=== Excerpt provided ===

REVIEW

What's Thy Name, Basanti?

January 31, 2006
anantha

Rang De Basanti seems to have captured the attention of the desi blogosphere and the Indian media like nothing else before it. Oh wait a small correction. Before RDB, there was IIPM. As of early Monday morning, a simple search on Blogger Search for "Rang De Basanti" turns up 2,234 posts while a similar search on Technorati returns 1,257 results. In fact, "Rang De Basanti" has been in the top 15 list of searches on Technorati for the last couple of days. But as Jerry would quip, not that there is anything wrong with it.

What is in this movie that has captured our attention? From what I saw on Saturday, that is certainly not difficult to comprehend. First reason - the whole movie has a young tone to it, even the parts in sepia. Second reason - the wonderful soundtrack, which some people say is out of place, but one that the majority has taken to. I found the music refreshing with what has to be the most novel use of a soundtrack in recent times. However, having mentioned these reasons, I do have to add that there is one more, something that I find hard to justify and that is the whole business of patriotism.

Most people seem to see "Rang De Basanti" as the Swades of 2006. While the latter deals with the pangs of remorse that first generation NRIs seem to harbor at the bottom of their hearts - an almost guilty sense of helplessness at not being able to do their bit for the progress of their homeland, "Rang De Basanti" looks at a similar, but more cynical mindset through the eyes of the India-based college-educated 20 somethings.

=== Extracted entries ===

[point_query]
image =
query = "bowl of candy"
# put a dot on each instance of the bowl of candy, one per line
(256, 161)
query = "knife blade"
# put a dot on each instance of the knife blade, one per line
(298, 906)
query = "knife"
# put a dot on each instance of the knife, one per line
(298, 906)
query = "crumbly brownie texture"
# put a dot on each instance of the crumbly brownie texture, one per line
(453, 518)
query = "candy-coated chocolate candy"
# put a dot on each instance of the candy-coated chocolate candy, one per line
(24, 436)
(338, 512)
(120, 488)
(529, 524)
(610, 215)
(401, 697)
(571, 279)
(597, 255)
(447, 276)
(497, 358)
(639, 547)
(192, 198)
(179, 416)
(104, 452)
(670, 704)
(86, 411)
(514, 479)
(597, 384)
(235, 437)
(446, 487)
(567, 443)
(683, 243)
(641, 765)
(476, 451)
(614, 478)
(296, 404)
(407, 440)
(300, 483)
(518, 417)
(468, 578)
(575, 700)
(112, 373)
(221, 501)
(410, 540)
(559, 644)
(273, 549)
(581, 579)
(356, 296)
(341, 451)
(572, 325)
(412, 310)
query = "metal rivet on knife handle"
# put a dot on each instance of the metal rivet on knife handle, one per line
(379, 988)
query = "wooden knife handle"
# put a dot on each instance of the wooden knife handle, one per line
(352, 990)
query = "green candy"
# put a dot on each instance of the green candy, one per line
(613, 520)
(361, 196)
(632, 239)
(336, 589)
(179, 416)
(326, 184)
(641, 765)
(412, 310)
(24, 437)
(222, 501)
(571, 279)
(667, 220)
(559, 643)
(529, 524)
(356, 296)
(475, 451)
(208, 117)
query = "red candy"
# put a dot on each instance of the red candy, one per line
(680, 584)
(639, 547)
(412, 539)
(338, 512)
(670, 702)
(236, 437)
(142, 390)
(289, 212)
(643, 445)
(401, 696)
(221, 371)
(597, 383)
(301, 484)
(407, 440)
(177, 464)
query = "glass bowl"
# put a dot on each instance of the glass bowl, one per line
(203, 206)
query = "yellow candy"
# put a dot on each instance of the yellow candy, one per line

===

→ Problem statement: Reproduce the Rang De Basanti review from "What is in this" to "business of patriotism.", substituting "score" for "soundtrack".

→ Full solution:
What is in this movie that has captured our attention? From what I saw on Saturday, that is certainly not difficult to comprehend. First reason - the whole movie has a young tone to it, even the parts in sepia. Second reason - the wonderful score, which some people say is out of place, but one that the majority has taken to. I found the music refreshing with what has to be the most novel use of a score in recent times. However, having mentioned these reasons, I do have to add that there is one more, something that I find hard to justify and that is the whole business of patriotism.